**What is required**
Give back all the data exactly, line by line.
━━━━━ Task inputs
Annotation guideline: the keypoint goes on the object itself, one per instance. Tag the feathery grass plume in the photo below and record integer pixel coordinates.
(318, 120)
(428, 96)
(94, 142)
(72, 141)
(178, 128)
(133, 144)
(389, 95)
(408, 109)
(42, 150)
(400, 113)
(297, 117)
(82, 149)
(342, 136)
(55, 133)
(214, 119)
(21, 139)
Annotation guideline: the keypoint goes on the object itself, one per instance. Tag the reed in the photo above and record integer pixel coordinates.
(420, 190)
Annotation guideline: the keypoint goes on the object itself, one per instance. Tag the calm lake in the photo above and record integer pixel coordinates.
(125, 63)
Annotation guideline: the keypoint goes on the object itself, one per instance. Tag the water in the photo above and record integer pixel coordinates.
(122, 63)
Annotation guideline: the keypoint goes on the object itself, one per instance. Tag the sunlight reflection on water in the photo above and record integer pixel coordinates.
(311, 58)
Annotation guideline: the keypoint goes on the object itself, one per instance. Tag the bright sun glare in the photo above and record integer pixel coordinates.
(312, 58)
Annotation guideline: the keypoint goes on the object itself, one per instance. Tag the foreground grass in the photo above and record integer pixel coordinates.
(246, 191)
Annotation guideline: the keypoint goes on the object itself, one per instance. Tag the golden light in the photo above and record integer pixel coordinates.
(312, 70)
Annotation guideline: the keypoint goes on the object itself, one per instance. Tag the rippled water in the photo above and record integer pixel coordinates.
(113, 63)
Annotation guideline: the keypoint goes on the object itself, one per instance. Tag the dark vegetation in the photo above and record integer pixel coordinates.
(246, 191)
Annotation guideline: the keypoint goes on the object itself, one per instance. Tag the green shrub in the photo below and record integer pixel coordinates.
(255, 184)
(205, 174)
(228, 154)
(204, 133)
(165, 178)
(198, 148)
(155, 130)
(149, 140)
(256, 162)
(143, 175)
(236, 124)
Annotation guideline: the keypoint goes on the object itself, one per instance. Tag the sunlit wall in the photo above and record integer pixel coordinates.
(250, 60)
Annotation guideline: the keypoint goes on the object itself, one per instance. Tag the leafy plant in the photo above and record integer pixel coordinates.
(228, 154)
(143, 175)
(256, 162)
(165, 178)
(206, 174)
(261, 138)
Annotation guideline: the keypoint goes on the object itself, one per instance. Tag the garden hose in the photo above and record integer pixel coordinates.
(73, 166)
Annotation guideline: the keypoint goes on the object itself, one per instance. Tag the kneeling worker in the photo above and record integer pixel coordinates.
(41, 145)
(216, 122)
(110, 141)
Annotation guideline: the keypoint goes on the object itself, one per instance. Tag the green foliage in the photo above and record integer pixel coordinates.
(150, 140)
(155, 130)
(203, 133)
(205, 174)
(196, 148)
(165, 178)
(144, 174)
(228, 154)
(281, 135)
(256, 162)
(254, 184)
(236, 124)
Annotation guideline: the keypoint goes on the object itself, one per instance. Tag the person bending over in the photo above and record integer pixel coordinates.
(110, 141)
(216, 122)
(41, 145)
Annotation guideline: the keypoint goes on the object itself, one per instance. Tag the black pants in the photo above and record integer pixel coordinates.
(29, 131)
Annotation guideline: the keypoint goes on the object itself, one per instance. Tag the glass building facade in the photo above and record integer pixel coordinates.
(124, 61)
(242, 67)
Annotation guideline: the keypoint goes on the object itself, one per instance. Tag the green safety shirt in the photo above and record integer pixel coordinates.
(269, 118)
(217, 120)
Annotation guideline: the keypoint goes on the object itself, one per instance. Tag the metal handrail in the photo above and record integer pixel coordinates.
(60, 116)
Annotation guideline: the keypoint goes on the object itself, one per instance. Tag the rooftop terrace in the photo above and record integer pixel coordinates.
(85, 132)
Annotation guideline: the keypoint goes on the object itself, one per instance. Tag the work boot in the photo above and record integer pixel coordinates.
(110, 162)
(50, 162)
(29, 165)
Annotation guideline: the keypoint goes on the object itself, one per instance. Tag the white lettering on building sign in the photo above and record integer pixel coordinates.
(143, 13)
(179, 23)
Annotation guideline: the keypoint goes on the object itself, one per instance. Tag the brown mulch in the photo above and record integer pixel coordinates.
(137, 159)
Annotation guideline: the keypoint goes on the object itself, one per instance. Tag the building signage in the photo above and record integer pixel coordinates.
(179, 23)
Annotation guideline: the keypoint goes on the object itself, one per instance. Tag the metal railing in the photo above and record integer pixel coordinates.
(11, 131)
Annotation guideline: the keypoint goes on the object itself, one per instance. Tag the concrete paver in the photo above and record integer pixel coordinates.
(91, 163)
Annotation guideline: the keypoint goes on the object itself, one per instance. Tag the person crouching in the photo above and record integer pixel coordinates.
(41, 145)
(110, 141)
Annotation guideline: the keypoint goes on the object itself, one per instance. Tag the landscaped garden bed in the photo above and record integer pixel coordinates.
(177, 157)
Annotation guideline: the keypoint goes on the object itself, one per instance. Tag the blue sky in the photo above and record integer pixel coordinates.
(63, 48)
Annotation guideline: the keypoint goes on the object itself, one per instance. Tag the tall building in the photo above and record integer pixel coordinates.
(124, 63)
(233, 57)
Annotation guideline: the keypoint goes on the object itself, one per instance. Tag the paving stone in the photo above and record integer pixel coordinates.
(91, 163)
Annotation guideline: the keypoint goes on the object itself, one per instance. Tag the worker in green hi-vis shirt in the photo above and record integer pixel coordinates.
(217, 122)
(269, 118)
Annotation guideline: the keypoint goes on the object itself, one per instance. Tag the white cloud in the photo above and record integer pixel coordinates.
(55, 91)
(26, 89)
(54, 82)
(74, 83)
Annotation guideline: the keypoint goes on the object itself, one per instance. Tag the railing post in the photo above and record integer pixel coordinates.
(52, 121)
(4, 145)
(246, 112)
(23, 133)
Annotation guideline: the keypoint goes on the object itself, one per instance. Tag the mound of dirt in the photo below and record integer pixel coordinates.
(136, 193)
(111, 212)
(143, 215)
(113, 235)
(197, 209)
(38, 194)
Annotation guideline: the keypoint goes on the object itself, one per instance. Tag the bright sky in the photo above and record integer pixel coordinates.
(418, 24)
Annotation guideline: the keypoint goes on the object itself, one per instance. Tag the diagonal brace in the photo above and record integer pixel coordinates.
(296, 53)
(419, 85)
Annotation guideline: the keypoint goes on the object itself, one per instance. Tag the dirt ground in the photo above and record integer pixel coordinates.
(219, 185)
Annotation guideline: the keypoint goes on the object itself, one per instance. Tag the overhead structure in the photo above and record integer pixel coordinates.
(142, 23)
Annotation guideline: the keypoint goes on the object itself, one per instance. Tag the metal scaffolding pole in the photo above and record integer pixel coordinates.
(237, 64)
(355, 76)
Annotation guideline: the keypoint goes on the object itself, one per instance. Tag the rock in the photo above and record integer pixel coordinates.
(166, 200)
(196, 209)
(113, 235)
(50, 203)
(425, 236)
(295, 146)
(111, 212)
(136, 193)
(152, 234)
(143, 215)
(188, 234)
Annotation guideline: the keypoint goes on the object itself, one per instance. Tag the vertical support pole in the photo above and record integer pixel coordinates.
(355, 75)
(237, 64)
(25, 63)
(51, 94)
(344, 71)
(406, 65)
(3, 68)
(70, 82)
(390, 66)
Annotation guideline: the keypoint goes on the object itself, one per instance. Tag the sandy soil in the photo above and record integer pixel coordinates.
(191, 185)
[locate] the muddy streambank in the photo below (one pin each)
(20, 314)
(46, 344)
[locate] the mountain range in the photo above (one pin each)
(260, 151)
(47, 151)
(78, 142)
━━━━━━━━━━
**Task answer**
Annotation guideline: the keypoint goes on the object itself, one per instance. Tag the feathery grass plume in the photo below and record integer pixel coordinates.
(318, 120)
(428, 96)
(94, 142)
(72, 141)
(178, 128)
(133, 144)
(389, 95)
(408, 109)
(42, 150)
(400, 113)
(297, 117)
(82, 149)
(342, 136)
(55, 133)
(214, 119)
(21, 139)
Annotation guideline: the keypoint goes on the object itself, one per instance. Tag the reed in the photo above and record integer pixel coordinates.
(420, 190)
Annotation guideline: the keypoint goes on the object itself, one per instance. Tag the calm lake in the photo above and record integer pixel coordinates.
(125, 63)
Annotation guideline: the keypoint goes on the object itself, one per instance. Tag the water in the photo above and record integer pixel coordinates.
(122, 63)
Annotation guideline: the keypoint goes on the object itself, one per instance. Tag the sunlight reflection on water in the photo above and record integer pixel coordinates.
(311, 58)
Annotation guideline: the keypoint goes on the object itself, one per instance. Tag the bright sun glare in the photo above and record integer pixel coordinates.
(312, 58)
Annotation guideline: the keypoint goes on the object itself, one per instance. Tag the foreground grass in the photo above and record integer pixel coordinates.
(246, 191)
Annotation guideline: the keypoint goes on the object itself, one per instance. Tag the golden light in the photo above and record integer pixel coordinates.
(312, 70)
Annotation guideline: the keypoint goes on the object itself, one per instance. Tag the rippled water in the photo above and record integer pixel coordinates.
(113, 63)
Annotation guideline: the keypoint goes on the object itself, one per instance. Tag the dark vegetation in the photo above and record integer pixel coordinates.
(246, 191)
Annotation guideline: the keypoint goes on the object itself, one per instance. Tag the green shrub in the photo below and record integer pixel coordinates.
(255, 184)
(205, 174)
(228, 154)
(204, 133)
(165, 178)
(198, 148)
(155, 130)
(149, 140)
(256, 162)
(143, 175)
(236, 124)
Annotation guideline: the keypoint goes on the object itself, one per instance. Tag the sunlit wall in the photo above and record integer pixel coordinates.
(250, 60)
Annotation guideline: the keypoint goes on the object itself, one per instance. Tag the leafy plant in the photo above and record integer pixel coordinates.
(228, 154)
(143, 175)
(256, 162)
(165, 178)
(206, 174)
(261, 138)
Annotation guideline: the keypoint goes on the object itself, one per instance. Tag the garden hose in the photo above and record integer pixel coordinates.
(73, 166)
Annotation guideline: the keypoint goes on the object itself, one per instance. Tag the kneeling worker in the photo above and record integer pixel coordinates.
(41, 145)
(216, 122)
(110, 141)
Annotation guideline: the keypoint goes on the object itself, one per instance. Tag the green foliage in the photo above and record integer pixel coordinates.
(150, 140)
(155, 130)
(203, 133)
(205, 174)
(196, 148)
(165, 178)
(144, 174)
(228, 154)
(281, 135)
(256, 162)
(254, 184)
(236, 124)
Annotation guideline: the keypoint goes on the object itself, one per instance. Tag the person bending over in the photo above and record integer pixel coordinates.
(110, 141)
(216, 122)
(41, 145)
Annotation guideline: the keypoint goes on the object itself, one per instance. Tag the black pants in the photo above and record integer pixel coordinates.
(29, 131)
Annotation guideline: the keypoint goes on the object itself, one per instance. Tag the glass building facade in the photo above and record integer pixel coordinates.
(124, 61)
(242, 67)
Annotation guideline: the keypoint goes on the object itself, one per instance. Tag the green safety shirt in the photo above and record integer pixel coordinates.
(269, 118)
(217, 120)
Annotation guideline: the keypoint goes on the object itself, one per instance. Tag the metal handrail in the photo above and record integer pixel coordinates.
(60, 116)
Annotation guideline: the keypoint goes on the object itself, one per instance. Tag the rooftop terrace in the photo above and record integer pixel coordinates.
(85, 132)
Annotation guideline: the keypoint goes on the object itself, one per instance. Tag the work boot in the photo above and record integer pixel coordinates.
(110, 162)
(50, 162)
(29, 165)
Annotation guideline: the keypoint goes on the object itself, one per instance. Tag the white lettering on building sign in the photo above and record integer pixel coordinates.
(143, 13)
(179, 23)
Annotation guideline: the keypoint goes on the object itself, one per instance. Tag the brown mulch in the photo above and record integer pixel coordinates.
(137, 159)
Annotation guideline: the keypoint goes on the object itself, one per instance. Tag the building signage in the photo above and record integer pixel coordinates.
(179, 23)
Annotation guideline: the keypoint goes on the object itself, one per instance. Tag the metal railing in the photo above and record integer pixel coordinates.
(11, 131)
Annotation guideline: the keypoint goes on the object itself, one per instance. Tag the concrete paver in the photo above and record integer pixel coordinates.
(91, 163)
Annotation guideline: the keypoint goes on the object itself, one per instance. Tag the person crouching in the photo above and record integer pixel coordinates.
(41, 145)
(110, 141)
Annotation guideline: the keypoint goes on the object itself, one per instance. Tag the landscaped garden bed in the photo above and record integer pixel coordinates.
(177, 157)
Annotation guideline: the keypoint goes on the object itself, one per instance. Tag the blue sky in the photo above and record integer pixel coordinates.
(63, 48)
Annotation guideline: the keypoint goes on the object itself, one per instance. Tag the tall building in the photo above and record integer pixel coordinates.
(124, 63)
(233, 57)
Annotation guideline: the keypoint goes on the object itself, one per instance. Tag the paving stone in the photo above and record integer pixel coordinates.
(91, 163)
Annotation guideline: the keypoint goes on the object itself, one per instance. Tag the worker in green hi-vis shirt in the photo above and record integer pixel coordinates.
(217, 122)
(269, 118)
Annotation guideline: the keypoint goes on the object itself, one per instance. Tag the white cloud in the photo above and record integer pixel coordinates.
(55, 91)
(26, 89)
(54, 82)
(74, 83)
Annotation guideline: the keypoint goes on the object itself, one per instance. Tag the railing post in the photo above and record integer pixel coordinates.
(52, 121)
(4, 145)
(246, 112)
(23, 133)
Annotation guideline: the keypoint goes on the object itself, one per instance. Tag the mound of dirt in the photo below and record integer pixel coordinates.
(136, 193)
(111, 212)
(143, 215)
(113, 235)
(197, 209)
(38, 194)
Annotation guideline: the keypoint goes on the object itself, one per instance. Tag the bright sky in the photo above and record integer pixel coordinates.
(418, 24)
Annotation guideline: the keypoint goes on the object itself, one per instance. Tag the diagonal brace in the photo above and record integer pixel coordinates.
(296, 53)
(419, 85)
Annotation guideline: the keypoint goes on the object itself, one per instance. Tag the dirt ground in the photo above and record integer pixel coordinates.
(219, 185)
Annotation guideline: the keypoint goes on the object itself, one per instance. Tag the overhead structure in the photo above and record integer pixel coordinates.
(142, 23)
Annotation guideline: the keypoint goes on the object itself, one per instance. Tag the metal scaffolding pole in the photo above and record integer pixel coordinates.
(237, 64)
(355, 76)
Annotation guideline: the keypoint goes on the object itself, one per instance. Tag the rock in the photo above and record integer pixel coordinates.
(166, 200)
(196, 209)
(113, 235)
(50, 203)
(425, 236)
(295, 146)
(111, 212)
(136, 193)
(152, 234)
(143, 215)
(188, 234)
Annotation guideline: the keypoint goes on the object itself, one per instance. Tag the vertical support pole in the photo above and record integer pixel coordinates.
(355, 75)
(237, 64)
(25, 63)
(51, 94)
(344, 71)
(406, 65)
(3, 68)
(70, 82)
(390, 66)
Annotation guideline: the keypoint goes on the object itself, one per instance. Tag the sandy soil in the photo above and record integer pixel coordinates.
(191, 185)
[locate] the muddy streambank in the photo below (one pin each)
(20, 314)
(46, 344)
[locate] the mountain range in the photo above (one pin each)
(260, 151)
(47, 151)
(78, 142)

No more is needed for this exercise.